Text to read -
— start —

# Origen AE S21T HTPC Enclosure



## Darksaber (Jul 31, 2007)

The Origen AE S21T with a retail price of about $1000 is the company's flagship HTPC case. Its features like unique layout, incredibly solid construction, modern design, 12.1 inch full HD capable motorized dropdown touch screen and insane price are something you will not find in any other HTPC enclosure. It created a lot of waves as soon as first images surfaced on the Internet and was a big attraction at CeBIT this year.

*Show full review*


----------



## KennyT772 (Aug 2, 2007)

I am curious if your ati drivers cause the display limitation. Without CCC installed windows will let me select up to 1920*1440 on my trinitron, once drivers are installed anything past 1600*1200 will lead to scrolling. Going into CCC and changing the monitor properties will let you have full resolution. That should let you run full 1920x1080.


----------



## ex_reven (Aug 2, 2007)

That case is extremely sexy.
It looks crappy in white though from those photos, reminds me of a cheapy plastic microwave 

The fingerprinting part also sucks.


----------



## Darksaber (Aug 2, 2007)

KennyT772 said:


> I am curious if your ati drivers cause the display limitation. Without CCC installed windows will let me select up to 1920*1440 on my trinitron, once drivers are installed anything past 1600*1200 will lead to scrolling. Going into CCC and changing the monitor properties will let you have full resolution. That should let you run full 1920x1080.



newest ATI drivers were installed. The manual actually does mention the fact of 1280x800 native res as well and that 1920x1080 will cause scrolling. The hardware used, was connected to a Dell 24 inch before being inserted into this case, which runs at 1920x1200 as well. 

cheers
DS


----------



## InnocentCriminal (Aug 5, 2007)

This is my dream chassis - kinda wish I hadn't have left my job now I've seen the price here in the UK.



Still, y'paying for quality and a 12.1" TFT. 

Just imagine 5TB of capacity and a watercooled Crossfire set up. Be the best HTPC/gaming rig ever. Obviously, the chassis has to be black.


----------



## DualHardCore (Aug 18, 2007)

*Cheapest Price so far..*

Been staring at one of these since CeBit - the cheapest price so far is at VidaBox ($975):

http://www.vidabox.com/shop/index.php?main_page=product_info&cPath=22_32&products_id=82

Also looks like not too many people sell these...


----------



## Darksaber (Sep 15, 2007)

Well guys, thought i let you know, there is a way to display 1920x1080 content on the screen without the need to scroll. You can scale the image on the built-in TFT setting yourself, down to the 1280x800. Which means, you take the real 1920x1080 size and simply make it fit the native res. So technically it works 

The review has been updated to mention that.

— end —

(Records from a data collection)
— start —

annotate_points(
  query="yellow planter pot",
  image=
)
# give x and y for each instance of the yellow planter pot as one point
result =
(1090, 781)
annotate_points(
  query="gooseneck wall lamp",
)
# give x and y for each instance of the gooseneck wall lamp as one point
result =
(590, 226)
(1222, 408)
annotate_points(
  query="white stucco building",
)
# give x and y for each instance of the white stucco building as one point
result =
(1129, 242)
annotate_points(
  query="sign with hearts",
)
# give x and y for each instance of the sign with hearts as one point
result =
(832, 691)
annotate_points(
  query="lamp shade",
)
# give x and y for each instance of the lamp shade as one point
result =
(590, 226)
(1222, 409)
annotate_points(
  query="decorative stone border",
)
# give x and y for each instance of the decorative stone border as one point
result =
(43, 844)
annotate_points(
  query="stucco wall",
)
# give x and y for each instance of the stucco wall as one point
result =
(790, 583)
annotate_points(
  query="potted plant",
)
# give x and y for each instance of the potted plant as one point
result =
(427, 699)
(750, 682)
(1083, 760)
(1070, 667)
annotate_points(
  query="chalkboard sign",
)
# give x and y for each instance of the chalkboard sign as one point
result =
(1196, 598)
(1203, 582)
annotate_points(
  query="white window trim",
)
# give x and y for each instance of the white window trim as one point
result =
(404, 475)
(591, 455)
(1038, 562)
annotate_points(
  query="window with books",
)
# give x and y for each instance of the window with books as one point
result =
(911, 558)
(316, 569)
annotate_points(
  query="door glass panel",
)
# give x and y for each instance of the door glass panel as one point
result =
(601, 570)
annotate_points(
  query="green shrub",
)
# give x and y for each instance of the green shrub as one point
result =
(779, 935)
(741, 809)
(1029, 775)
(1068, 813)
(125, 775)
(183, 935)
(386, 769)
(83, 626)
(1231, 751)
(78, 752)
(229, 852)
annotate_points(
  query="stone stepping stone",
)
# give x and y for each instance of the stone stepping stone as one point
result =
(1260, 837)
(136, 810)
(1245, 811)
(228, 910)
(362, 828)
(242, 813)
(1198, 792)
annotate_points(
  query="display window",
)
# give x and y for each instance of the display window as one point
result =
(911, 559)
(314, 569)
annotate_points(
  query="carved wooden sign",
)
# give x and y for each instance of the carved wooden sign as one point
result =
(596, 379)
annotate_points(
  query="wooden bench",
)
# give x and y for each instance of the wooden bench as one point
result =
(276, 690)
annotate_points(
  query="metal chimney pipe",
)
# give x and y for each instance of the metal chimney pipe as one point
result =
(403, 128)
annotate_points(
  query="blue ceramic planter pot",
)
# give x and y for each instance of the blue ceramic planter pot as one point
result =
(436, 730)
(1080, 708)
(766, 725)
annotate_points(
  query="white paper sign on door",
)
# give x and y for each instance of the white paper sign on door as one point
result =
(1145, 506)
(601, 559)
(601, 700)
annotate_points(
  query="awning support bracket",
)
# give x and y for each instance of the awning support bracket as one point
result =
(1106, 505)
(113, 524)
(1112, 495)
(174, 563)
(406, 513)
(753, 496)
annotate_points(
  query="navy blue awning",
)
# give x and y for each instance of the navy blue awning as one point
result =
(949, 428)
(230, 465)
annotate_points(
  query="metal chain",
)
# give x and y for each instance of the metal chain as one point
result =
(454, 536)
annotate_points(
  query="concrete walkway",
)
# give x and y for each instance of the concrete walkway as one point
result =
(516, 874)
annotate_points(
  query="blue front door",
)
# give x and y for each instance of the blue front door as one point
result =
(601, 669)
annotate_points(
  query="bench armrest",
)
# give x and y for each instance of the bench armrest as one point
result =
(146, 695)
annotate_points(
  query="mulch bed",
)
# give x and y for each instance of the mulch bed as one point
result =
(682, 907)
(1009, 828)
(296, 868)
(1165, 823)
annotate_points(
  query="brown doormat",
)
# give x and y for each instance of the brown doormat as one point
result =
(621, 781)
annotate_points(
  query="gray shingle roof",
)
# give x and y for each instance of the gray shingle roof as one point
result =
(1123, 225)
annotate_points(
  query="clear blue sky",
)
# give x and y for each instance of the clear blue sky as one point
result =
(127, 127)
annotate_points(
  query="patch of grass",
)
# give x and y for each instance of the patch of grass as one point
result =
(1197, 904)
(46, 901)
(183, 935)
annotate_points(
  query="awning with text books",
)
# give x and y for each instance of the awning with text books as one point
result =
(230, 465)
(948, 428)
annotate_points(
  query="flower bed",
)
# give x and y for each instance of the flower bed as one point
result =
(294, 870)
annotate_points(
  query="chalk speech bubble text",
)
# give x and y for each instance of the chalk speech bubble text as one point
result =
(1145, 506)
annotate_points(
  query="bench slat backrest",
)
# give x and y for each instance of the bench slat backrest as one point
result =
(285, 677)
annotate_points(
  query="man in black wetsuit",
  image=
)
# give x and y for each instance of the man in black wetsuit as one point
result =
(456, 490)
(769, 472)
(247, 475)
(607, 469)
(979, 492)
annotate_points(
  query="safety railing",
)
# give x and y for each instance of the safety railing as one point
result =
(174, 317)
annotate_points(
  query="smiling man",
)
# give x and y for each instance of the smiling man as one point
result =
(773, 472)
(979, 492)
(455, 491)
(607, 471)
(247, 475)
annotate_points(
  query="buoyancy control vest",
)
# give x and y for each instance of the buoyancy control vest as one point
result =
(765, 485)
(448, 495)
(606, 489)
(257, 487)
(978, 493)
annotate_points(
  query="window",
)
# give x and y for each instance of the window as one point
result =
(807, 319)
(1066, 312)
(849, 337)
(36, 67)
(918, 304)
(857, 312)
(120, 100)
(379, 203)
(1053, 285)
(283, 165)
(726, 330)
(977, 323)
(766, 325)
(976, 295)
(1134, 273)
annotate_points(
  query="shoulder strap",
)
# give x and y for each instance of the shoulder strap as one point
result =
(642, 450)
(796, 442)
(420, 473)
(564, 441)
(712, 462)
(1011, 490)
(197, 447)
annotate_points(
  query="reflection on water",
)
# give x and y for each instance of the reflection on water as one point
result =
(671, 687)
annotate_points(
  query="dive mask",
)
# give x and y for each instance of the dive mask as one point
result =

— end —

Given exercise 1 - Decide whether each statement agrees with the forum thread. Answer yes or no for each, quoting the words from the forum thread that settle it: (a) The Origen AE S21T sells at retail for about $1000. (b) The built-in screen has a native resolution of 1920x1080. (c) VidaBox had the cheapest price found so far, at $975.
Given exercise 2 - Recast the records as a Markdown table with the columns n and Line, covering only the lines from the first line of the records to the line containing "(1090, 781)", with both ends included and blank lines left out.
The forum thread and the records are unrelated to each other.

Full output 1 -
(a) Yes: "with a retail price of about $1000"
(b) No: "The manual actually does mention the fact of 1280x800 native res as well and that 1920x1080 will cause scrolling."
(c) Yes: "the cheapest price so far is at VidaBox ($975)"

Full output 2 -
| n | Line |
|---|---|
| 1 | annotate_points( |
| 2 |   query="yellow planter pot", |
| 3 |   image= |
| 4 | ) |
| 5 | # give x and y for each instance of the yellow planter pot as one point |
| 6 | result = |
| 7 | (1090, 781) |